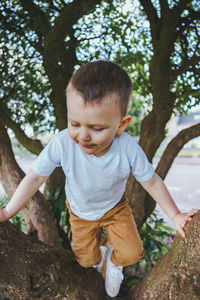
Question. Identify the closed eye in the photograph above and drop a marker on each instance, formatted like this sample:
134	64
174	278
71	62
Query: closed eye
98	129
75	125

= = = =

__What you should do__. Can you return the data above word for word, leaving out the pictures?

__The answer__.
Question. Identify the closed eye in the photograph above and drop a marker on each instance, formatted like this sample:
134	64
174	278
71	62
Query: closed eye
98	129
75	125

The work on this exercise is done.